Supplied data —
┌────────

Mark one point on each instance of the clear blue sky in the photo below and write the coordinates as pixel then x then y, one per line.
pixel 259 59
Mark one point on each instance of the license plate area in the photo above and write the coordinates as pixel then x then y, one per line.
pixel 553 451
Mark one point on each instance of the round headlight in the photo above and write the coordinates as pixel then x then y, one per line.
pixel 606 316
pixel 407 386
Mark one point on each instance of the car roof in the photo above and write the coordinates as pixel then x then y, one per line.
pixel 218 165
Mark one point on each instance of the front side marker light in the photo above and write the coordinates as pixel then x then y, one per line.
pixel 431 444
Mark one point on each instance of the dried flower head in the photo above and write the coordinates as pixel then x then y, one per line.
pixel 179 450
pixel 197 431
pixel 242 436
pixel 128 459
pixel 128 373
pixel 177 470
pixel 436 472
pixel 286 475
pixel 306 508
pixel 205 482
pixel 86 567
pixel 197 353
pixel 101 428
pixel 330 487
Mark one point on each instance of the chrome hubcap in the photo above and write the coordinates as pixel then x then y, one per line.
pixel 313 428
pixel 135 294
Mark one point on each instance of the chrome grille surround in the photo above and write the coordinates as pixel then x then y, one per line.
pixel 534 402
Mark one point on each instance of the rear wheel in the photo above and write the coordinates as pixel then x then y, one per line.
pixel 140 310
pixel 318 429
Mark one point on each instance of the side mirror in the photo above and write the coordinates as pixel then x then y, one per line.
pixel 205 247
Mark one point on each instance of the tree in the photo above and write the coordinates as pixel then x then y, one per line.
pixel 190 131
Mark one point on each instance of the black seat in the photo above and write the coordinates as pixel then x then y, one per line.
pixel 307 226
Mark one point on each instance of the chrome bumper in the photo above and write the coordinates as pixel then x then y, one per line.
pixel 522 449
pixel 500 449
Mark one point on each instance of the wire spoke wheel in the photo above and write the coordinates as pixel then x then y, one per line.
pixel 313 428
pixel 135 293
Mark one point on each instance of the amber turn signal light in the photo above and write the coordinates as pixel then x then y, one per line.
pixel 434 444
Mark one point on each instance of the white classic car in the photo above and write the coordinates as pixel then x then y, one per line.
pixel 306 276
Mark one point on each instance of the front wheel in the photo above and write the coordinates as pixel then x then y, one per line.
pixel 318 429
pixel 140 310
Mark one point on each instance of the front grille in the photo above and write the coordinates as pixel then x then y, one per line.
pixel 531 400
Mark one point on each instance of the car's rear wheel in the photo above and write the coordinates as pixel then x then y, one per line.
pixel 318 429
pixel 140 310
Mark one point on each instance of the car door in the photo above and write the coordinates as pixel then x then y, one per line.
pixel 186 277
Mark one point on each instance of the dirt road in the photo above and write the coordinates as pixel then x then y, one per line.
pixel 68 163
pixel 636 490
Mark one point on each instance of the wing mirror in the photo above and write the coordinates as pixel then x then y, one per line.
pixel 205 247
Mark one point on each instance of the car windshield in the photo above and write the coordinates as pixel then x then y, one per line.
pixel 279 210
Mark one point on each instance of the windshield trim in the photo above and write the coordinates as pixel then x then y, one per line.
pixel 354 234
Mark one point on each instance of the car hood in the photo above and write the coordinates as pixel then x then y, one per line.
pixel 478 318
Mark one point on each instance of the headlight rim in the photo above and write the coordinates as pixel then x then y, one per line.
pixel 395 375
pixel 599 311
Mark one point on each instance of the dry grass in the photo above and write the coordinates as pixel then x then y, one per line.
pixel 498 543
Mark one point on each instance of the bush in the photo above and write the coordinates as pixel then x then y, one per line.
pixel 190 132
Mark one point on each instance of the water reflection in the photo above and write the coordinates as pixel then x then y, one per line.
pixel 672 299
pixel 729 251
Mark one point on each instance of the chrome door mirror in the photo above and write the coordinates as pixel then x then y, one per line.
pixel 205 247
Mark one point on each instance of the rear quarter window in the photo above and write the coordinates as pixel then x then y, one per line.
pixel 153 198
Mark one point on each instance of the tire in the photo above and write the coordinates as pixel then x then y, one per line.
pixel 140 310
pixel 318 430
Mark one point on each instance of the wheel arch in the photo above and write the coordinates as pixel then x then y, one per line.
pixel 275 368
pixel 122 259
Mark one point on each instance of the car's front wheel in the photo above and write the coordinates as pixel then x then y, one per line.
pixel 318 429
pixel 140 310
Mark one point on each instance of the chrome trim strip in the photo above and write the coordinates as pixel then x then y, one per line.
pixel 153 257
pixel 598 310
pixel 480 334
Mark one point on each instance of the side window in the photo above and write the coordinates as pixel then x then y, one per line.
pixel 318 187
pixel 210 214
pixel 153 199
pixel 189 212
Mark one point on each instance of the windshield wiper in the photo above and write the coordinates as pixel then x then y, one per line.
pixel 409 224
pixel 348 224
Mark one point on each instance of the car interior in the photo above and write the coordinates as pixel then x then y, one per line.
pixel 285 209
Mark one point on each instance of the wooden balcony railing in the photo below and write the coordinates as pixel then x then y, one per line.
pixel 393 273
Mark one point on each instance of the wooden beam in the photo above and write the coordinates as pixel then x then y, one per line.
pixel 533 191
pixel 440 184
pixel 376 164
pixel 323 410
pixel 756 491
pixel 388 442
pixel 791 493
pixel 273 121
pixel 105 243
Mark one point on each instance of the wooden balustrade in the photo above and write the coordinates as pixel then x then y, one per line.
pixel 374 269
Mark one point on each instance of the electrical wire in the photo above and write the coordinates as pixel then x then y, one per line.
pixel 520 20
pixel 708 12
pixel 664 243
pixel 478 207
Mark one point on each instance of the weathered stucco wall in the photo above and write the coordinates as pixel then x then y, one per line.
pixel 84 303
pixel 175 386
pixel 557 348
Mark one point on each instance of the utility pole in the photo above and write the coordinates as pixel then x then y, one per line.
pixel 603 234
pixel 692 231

└────────
┌────────

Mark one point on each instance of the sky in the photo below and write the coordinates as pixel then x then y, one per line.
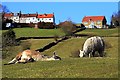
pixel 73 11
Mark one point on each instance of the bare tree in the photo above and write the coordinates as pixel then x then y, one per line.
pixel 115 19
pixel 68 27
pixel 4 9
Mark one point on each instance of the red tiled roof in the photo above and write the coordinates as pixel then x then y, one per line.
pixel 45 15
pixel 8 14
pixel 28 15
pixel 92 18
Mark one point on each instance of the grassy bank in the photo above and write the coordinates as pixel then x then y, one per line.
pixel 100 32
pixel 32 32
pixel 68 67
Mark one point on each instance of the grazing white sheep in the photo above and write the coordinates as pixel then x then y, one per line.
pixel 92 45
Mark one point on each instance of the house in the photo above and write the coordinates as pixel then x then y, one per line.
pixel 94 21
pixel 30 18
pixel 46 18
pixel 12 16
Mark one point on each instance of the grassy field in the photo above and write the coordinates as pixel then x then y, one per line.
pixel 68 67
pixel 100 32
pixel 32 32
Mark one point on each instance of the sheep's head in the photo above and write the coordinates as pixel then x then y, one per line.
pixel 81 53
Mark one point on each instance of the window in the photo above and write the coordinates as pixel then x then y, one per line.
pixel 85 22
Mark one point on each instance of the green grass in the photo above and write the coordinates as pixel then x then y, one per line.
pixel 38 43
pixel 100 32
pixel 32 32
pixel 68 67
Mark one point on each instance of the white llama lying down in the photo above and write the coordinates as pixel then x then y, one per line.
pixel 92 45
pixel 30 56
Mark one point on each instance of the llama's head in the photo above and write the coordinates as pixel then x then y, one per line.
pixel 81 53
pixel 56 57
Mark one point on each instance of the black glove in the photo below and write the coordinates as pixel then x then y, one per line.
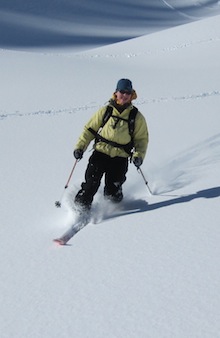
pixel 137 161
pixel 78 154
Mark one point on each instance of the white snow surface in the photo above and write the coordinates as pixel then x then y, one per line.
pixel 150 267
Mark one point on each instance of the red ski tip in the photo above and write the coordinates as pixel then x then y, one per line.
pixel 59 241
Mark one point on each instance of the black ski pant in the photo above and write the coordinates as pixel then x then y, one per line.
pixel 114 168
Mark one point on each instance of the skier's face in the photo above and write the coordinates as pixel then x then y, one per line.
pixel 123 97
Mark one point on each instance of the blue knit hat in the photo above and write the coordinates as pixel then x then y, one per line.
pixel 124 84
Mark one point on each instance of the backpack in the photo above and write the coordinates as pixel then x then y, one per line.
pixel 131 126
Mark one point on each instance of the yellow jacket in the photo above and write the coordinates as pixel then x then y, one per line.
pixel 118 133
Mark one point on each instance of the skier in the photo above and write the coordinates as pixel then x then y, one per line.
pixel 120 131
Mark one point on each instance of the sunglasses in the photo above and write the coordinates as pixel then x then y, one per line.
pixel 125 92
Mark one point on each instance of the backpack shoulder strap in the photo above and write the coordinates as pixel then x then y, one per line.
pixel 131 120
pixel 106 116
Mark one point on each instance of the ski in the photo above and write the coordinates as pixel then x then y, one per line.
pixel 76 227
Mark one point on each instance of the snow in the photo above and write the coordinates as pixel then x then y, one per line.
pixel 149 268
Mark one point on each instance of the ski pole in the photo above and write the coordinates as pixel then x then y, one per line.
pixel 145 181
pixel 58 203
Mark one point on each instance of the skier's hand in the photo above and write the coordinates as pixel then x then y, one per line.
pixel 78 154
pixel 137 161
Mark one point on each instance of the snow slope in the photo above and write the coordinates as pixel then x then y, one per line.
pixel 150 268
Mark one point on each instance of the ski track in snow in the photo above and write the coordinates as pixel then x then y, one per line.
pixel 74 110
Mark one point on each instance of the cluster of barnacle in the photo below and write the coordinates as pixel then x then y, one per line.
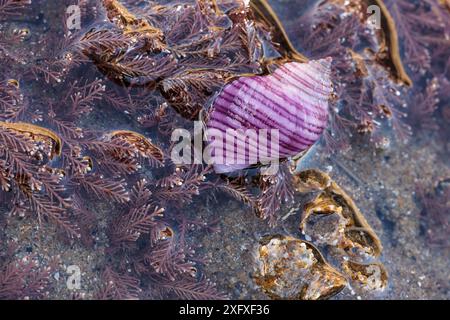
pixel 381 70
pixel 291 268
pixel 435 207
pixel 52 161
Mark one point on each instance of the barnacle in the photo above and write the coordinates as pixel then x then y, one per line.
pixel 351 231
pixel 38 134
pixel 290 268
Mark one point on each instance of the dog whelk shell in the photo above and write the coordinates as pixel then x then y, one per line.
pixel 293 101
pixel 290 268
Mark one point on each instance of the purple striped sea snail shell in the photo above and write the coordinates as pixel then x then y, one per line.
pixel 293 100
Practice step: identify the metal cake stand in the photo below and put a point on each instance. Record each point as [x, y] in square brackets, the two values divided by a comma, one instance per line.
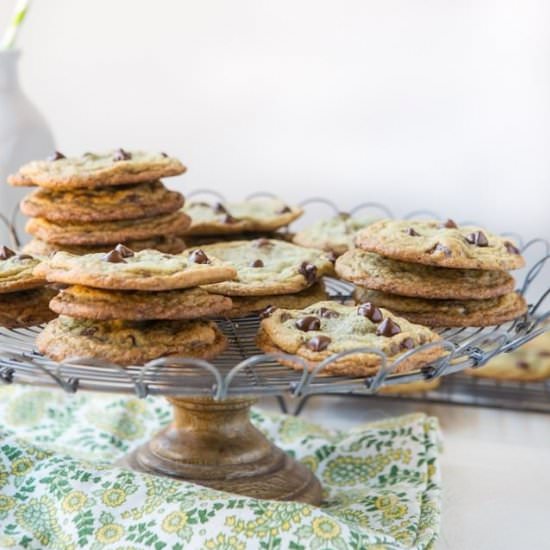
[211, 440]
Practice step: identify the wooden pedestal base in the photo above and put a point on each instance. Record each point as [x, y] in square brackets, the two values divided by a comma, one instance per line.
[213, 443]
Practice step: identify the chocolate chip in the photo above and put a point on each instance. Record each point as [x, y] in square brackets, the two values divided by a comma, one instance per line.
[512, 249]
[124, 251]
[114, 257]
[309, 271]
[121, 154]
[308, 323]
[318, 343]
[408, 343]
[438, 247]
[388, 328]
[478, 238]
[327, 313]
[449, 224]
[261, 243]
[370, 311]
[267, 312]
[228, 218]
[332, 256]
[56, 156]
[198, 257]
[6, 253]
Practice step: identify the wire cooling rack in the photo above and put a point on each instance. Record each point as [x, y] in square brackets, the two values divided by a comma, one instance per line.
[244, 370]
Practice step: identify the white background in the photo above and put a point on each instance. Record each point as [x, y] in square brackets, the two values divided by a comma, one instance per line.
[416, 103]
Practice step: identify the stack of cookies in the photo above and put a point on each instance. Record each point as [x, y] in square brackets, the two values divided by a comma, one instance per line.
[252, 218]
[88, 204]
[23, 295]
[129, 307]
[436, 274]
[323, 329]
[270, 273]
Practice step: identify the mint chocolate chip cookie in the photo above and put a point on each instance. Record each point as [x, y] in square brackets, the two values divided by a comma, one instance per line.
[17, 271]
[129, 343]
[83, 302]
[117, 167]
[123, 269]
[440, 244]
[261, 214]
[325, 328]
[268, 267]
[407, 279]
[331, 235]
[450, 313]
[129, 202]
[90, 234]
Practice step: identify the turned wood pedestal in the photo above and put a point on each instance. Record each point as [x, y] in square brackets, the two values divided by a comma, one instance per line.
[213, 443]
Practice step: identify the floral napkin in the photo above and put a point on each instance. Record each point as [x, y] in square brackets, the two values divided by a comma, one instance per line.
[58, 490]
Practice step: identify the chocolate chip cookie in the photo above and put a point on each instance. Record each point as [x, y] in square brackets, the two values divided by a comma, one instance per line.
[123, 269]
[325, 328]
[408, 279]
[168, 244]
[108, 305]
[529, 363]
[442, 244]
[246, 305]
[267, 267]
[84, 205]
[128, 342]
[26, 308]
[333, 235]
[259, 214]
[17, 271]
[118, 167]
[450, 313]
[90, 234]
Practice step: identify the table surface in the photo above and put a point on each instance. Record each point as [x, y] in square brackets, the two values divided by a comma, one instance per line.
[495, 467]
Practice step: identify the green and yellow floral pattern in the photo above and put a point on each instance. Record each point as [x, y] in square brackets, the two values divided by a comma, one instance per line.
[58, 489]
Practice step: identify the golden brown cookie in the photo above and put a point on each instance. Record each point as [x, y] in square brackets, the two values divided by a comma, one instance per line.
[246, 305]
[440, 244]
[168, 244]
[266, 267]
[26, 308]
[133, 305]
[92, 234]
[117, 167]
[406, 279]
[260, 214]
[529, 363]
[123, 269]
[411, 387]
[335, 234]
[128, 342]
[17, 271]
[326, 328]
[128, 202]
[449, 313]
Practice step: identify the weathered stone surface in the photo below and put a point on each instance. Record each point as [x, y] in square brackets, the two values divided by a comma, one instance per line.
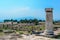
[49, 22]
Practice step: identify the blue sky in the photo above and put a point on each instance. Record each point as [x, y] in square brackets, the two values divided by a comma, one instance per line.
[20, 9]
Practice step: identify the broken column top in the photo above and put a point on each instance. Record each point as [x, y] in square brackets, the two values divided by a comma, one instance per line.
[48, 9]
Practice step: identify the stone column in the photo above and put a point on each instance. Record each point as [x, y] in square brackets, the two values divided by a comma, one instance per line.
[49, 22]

└────────
┌────────

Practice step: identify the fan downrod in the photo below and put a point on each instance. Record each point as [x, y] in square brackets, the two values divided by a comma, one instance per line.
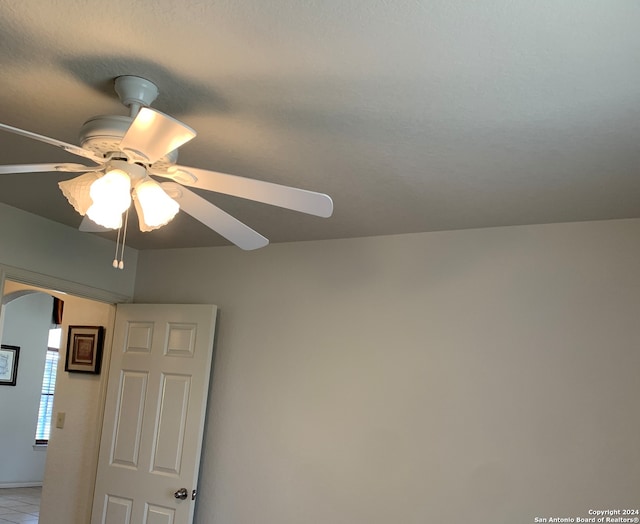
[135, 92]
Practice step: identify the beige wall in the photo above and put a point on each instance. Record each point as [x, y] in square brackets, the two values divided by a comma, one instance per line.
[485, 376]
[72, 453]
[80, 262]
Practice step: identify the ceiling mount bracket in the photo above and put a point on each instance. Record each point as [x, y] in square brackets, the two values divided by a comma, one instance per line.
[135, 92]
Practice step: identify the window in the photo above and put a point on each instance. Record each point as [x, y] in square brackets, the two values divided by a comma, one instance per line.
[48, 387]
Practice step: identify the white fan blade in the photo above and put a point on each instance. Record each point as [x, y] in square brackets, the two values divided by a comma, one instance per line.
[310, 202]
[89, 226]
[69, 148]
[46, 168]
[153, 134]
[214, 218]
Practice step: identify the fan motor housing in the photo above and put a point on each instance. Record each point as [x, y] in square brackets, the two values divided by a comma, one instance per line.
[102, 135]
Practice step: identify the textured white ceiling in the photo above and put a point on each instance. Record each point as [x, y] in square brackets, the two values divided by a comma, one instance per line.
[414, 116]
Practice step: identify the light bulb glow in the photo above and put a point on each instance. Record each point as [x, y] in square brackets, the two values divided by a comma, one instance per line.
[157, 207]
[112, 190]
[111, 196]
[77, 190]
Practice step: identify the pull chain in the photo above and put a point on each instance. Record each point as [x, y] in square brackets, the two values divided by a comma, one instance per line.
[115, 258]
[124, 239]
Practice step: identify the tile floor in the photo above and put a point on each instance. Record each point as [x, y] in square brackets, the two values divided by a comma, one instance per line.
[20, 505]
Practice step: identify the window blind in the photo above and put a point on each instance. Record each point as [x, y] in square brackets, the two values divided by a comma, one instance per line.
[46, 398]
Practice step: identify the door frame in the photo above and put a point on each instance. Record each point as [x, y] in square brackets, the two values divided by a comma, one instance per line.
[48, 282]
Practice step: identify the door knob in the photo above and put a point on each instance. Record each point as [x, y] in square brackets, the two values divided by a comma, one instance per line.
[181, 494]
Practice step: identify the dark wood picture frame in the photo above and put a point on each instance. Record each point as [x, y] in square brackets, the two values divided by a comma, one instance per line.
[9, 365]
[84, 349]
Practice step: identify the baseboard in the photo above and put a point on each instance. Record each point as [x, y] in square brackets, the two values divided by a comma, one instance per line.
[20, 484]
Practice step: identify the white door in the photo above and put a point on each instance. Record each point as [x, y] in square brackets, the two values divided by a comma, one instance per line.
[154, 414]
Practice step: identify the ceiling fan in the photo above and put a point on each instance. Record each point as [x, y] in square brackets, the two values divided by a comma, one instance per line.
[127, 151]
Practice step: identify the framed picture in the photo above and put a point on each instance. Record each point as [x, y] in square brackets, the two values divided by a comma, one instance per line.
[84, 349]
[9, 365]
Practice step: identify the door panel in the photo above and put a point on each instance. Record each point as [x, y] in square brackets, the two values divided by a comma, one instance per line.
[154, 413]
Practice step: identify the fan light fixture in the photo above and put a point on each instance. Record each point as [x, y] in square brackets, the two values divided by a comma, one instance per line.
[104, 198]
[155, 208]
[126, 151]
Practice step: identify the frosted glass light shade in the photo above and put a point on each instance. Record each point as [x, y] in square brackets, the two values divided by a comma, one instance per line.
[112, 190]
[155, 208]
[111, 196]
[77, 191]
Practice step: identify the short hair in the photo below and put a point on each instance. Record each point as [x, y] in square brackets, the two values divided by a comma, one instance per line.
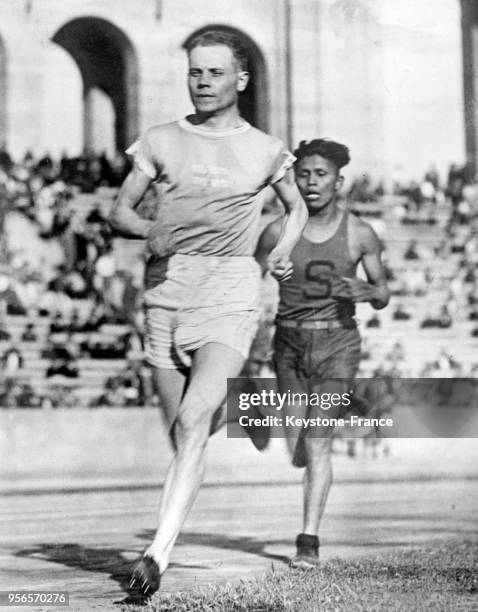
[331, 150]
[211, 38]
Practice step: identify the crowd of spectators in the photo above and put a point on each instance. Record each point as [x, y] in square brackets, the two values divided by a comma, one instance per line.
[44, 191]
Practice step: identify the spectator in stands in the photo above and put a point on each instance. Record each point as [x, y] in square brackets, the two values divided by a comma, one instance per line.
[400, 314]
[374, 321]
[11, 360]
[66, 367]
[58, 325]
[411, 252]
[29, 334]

└────────

Objective — Could you write out the items again, starting at the line that has "Mark one point on each instance of the utility" and stopping after the line that has "pixel 692 231", with "telephone pole" substituted for "utility pole" and nothing else altered?

Exercise answer —
Mark one point on each instance of the telephone pole in the photo above and write the coordinates as pixel then x then y, one per line.
pixel 603 234
pixel 692 231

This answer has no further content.